[Entries for labeling bounding boxes]

━━━━━━━━━━

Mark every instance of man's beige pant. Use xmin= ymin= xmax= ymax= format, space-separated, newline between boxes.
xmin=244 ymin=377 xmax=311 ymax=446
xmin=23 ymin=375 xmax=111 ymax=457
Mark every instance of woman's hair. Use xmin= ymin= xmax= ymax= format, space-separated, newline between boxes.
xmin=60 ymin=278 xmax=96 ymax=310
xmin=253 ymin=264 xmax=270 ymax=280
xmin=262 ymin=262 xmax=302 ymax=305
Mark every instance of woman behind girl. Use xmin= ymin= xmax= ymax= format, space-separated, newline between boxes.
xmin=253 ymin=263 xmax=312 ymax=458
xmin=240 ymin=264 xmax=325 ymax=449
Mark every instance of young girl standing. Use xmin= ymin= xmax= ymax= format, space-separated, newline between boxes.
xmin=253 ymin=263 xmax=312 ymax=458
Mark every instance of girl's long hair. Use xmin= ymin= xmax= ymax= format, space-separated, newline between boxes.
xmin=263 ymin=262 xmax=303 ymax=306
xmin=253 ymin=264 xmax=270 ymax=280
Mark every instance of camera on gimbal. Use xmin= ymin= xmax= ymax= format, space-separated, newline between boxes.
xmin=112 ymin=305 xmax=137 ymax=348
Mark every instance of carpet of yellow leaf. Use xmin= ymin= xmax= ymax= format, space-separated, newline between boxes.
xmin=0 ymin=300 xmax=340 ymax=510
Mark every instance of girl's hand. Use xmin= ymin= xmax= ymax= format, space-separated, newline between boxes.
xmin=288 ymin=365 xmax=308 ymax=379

━━━━━━━━━━

▶ [WHAT IS EXPECTED]:
Find each line in the material above that contains the word "woman", matching its case exactly. Copy those lines in full.

▶ [RESULT OF THE EXERCISE]:
Mark every instance of woman's hair. Use xmin= ymin= xmax= ymax= format, space-separated, newline between boxes.
Mark every instance of woman behind girl. Use xmin= ymin= xmax= ymax= format, space-separated, newline between boxes.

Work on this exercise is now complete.